- **Stated goal**
Give a verbatim repeat of the lines that run from the line containing "Teacher note: have the class pick out the monkey's head" to the end of the data below.

- **Excerpted records**

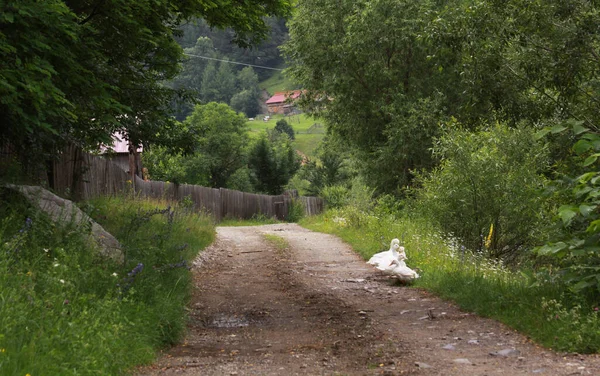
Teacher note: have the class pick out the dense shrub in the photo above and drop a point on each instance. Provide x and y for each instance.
(64, 310)
(486, 190)
(336, 196)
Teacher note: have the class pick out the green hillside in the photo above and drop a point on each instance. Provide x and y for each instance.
(309, 132)
(277, 82)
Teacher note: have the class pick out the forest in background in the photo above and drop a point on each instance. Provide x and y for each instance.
(474, 118)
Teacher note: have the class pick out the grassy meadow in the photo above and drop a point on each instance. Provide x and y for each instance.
(308, 135)
(64, 310)
(277, 82)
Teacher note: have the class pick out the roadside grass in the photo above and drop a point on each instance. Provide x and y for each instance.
(537, 307)
(65, 310)
(308, 136)
(277, 82)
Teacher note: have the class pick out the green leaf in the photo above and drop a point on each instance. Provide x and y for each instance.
(567, 212)
(551, 249)
(590, 160)
(594, 227)
(583, 284)
(582, 146)
(557, 128)
(541, 134)
(579, 129)
(585, 210)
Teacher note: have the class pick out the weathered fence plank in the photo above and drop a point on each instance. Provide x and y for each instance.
(82, 176)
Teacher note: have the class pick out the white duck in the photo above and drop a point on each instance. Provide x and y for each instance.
(399, 269)
(384, 259)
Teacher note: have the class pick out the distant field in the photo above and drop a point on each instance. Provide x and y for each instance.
(277, 82)
(305, 142)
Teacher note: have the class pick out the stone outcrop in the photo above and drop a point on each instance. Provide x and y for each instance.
(65, 211)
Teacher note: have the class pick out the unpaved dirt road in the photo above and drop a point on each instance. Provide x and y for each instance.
(316, 308)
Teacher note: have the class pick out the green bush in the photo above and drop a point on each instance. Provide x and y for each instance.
(295, 211)
(486, 191)
(65, 310)
(542, 309)
(336, 196)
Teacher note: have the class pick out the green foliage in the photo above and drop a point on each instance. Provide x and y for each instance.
(282, 126)
(76, 72)
(295, 211)
(246, 101)
(272, 161)
(329, 167)
(543, 311)
(576, 247)
(383, 74)
(336, 196)
(67, 311)
(489, 178)
(216, 138)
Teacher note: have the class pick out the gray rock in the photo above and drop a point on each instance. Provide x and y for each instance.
(64, 211)
(422, 365)
(506, 353)
(462, 361)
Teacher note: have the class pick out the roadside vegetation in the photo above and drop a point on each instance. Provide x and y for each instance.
(532, 300)
(65, 310)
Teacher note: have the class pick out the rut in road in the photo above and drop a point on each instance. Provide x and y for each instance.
(316, 308)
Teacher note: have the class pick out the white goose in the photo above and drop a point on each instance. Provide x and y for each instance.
(399, 269)
(384, 259)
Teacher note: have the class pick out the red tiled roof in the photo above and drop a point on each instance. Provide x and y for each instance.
(120, 144)
(282, 96)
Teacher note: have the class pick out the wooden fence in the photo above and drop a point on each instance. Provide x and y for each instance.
(82, 176)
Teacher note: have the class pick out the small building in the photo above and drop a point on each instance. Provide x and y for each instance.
(118, 153)
(283, 102)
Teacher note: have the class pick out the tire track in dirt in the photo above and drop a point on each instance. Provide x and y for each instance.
(318, 309)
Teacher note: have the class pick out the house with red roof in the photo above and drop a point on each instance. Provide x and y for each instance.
(282, 102)
(118, 152)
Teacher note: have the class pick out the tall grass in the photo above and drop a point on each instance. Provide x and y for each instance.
(65, 310)
(533, 304)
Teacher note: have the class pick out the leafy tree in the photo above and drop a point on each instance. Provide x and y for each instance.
(265, 53)
(486, 191)
(272, 161)
(246, 101)
(221, 136)
(385, 73)
(78, 71)
(283, 127)
(331, 167)
(247, 79)
(575, 247)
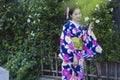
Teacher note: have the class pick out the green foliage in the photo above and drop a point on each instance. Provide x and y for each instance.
(29, 33)
(105, 31)
(86, 6)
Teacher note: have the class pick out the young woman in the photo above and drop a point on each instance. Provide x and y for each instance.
(72, 56)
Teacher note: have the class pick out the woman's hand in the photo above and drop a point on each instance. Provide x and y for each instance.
(91, 26)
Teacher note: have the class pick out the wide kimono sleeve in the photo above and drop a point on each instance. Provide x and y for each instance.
(90, 45)
(66, 46)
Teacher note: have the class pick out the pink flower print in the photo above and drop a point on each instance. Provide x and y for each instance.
(85, 47)
(95, 42)
(71, 47)
(79, 55)
(76, 30)
(90, 52)
(61, 41)
(65, 72)
(66, 58)
(68, 33)
(81, 75)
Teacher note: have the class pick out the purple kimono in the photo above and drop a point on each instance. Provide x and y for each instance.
(90, 48)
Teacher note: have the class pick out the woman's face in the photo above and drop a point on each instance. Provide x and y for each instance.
(76, 15)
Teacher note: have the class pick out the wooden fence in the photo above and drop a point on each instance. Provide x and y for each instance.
(93, 71)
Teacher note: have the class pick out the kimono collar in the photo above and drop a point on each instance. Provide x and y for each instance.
(75, 24)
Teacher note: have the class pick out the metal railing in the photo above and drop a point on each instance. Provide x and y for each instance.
(94, 70)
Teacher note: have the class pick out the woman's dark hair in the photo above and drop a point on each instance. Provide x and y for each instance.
(71, 10)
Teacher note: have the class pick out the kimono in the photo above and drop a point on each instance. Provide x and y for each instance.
(90, 48)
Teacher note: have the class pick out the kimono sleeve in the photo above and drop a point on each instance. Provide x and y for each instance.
(66, 46)
(90, 45)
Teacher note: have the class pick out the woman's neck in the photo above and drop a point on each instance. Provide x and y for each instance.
(76, 22)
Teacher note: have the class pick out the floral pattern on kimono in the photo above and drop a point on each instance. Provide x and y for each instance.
(90, 48)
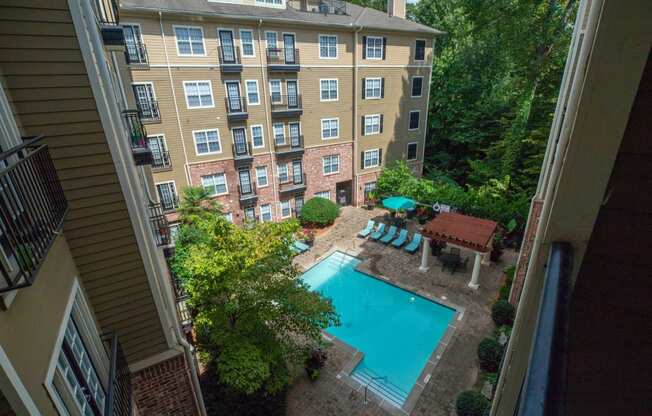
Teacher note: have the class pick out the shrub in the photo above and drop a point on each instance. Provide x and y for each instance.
(471, 403)
(319, 212)
(502, 313)
(489, 353)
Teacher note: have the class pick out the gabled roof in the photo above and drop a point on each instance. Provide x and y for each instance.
(357, 15)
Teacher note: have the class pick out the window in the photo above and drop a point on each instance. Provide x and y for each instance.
(414, 120)
(190, 41)
(199, 94)
(373, 124)
(266, 213)
(371, 158)
(328, 46)
(257, 136)
(328, 89)
(215, 184)
(330, 128)
(417, 86)
(412, 151)
(286, 210)
(279, 133)
(374, 48)
(261, 176)
(373, 88)
(247, 43)
(331, 164)
(420, 50)
(207, 142)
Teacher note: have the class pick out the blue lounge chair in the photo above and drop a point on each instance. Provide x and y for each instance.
(400, 240)
(367, 230)
(379, 232)
(414, 244)
(389, 236)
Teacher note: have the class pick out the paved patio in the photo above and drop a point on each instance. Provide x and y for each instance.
(458, 368)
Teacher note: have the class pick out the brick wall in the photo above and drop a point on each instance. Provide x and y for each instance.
(164, 389)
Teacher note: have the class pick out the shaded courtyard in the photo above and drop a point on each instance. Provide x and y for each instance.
(458, 368)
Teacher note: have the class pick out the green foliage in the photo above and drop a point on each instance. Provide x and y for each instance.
(490, 353)
(471, 403)
(254, 317)
(319, 211)
(502, 312)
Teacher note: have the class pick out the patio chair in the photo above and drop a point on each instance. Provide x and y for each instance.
(368, 229)
(414, 244)
(389, 236)
(379, 232)
(400, 240)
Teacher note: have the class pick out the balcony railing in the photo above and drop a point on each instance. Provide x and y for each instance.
(118, 395)
(32, 209)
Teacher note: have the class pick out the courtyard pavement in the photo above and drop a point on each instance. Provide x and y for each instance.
(458, 368)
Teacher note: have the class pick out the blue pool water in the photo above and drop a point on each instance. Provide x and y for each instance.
(395, 329)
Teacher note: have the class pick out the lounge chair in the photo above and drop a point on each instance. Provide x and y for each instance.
(389, 236)
(379, 232)
(414, 244)
(367, 230)
(400, 240)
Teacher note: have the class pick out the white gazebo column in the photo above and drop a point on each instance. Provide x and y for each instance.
(425, 255)
(475, 276)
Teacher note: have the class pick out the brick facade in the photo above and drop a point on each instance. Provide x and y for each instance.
(165, 389)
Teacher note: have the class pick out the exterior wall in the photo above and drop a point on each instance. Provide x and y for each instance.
(164, 389)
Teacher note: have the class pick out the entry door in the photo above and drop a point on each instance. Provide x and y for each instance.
(228, 50)
(288, 44)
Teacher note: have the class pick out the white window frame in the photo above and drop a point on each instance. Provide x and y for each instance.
(176, 40)
(364, 159)
(321, 125)
(412, 87)
(253, 43)
(226, 183)
(262, 136)
(247, 81)
(324, 164)
(337, 89)
(210, 89)
(380, 88)
(366, 46)
(319, 36)
(410, 120)
(205, 131)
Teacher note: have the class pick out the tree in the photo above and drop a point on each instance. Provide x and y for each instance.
(253, 315)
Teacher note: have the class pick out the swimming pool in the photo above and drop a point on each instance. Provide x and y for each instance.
(395, 329)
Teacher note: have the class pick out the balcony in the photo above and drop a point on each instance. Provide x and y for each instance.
(296, 185)
(242, 154)
(32, 209)
(286, 105)
(229, 59)
(137, 137)
(118, 396)
(292, 149)
(236, 108)
(283, 60)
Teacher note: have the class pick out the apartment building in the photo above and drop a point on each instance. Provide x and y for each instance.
(267, 103)
(88, 318)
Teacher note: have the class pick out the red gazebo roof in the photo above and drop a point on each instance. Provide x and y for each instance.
(462, 230)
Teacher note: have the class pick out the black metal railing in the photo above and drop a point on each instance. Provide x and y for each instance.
(282, 56)
(118, 395)
(544, 390)
(32, 209)
(159, 224)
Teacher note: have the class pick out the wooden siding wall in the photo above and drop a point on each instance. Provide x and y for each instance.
(47, 83)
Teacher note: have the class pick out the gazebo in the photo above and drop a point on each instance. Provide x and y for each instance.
(463, 231)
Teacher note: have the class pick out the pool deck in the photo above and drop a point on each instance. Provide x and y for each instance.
(452, 367)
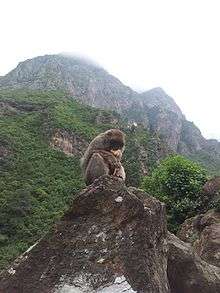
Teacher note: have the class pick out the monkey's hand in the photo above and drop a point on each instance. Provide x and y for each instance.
(120, 172)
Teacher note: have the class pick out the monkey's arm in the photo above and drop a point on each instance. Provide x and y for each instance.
(96, 168)
(120, 172)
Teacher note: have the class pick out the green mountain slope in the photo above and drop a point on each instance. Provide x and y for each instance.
(37, 179)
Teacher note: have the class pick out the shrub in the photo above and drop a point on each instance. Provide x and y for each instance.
(177, 181)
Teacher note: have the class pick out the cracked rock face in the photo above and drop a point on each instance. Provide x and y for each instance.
(203, 232)
(187, 272)
(112, 239)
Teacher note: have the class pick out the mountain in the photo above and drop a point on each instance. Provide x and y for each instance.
(92, 85)
(83, 80)
(42, 137)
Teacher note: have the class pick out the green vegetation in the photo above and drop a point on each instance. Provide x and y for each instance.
(177, 181)
(37, 182)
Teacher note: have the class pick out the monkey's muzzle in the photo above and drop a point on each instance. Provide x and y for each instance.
(116, 153)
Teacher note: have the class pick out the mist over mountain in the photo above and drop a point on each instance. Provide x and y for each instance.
(91, 85)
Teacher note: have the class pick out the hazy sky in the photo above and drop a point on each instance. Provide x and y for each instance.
(174, 44)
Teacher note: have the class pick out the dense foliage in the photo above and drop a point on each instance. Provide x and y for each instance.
(177, 181)
(38, 182)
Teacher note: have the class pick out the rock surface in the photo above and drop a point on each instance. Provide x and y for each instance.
(203, 232)
(187, 273)
(113, 239)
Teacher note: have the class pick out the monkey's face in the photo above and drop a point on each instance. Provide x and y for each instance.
(117, 153)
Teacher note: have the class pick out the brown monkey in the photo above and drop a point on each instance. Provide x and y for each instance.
(103, 156)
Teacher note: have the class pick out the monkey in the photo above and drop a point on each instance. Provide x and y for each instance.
(103, 156)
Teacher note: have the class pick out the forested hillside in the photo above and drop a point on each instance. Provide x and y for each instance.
(42, 137)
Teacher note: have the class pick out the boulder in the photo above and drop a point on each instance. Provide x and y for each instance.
(112, 239)
(203, 232)
(187, 273)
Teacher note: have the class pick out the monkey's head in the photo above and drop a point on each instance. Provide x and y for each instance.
(114, 140)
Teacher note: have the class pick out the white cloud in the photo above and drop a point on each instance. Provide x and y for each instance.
(172, 44)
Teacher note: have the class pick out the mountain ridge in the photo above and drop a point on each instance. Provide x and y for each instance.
(91, 85)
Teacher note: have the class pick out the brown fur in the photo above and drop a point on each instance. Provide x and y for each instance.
(98, 159)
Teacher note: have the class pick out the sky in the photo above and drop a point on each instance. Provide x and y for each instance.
(173, 44)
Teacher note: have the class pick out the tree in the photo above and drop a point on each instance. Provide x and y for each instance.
(177, 181)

- **The completed task**
Teacher note: have the class pick out the monkey's head in the photo above and drop a point on each instance. Provide x and y for each instance.
(114, 140)
Teacher note: have the class pick out the white cloud in the photo above and drop a point on each instance. Provide x and y for each instance.
(172, 44)
Teacher note: have the class pick out the mountain ridge in the photo above and drop a point on each instance. Provide x and y for each instance.
(91, 85)
Teacher note: have the class pick out the brown fur in the photo above and drop a point on each instance. Provide x and y for each instance.
(98, 159)
Teacher note: have the class pick out the sky in the photo above and drop a point on each instance. Provide x and y for each instance.
(173, 44)
Teacher note: have the class pick out the tree in the photo above and drop a point on each instance. Provide x and y for each instance.
(177, 181)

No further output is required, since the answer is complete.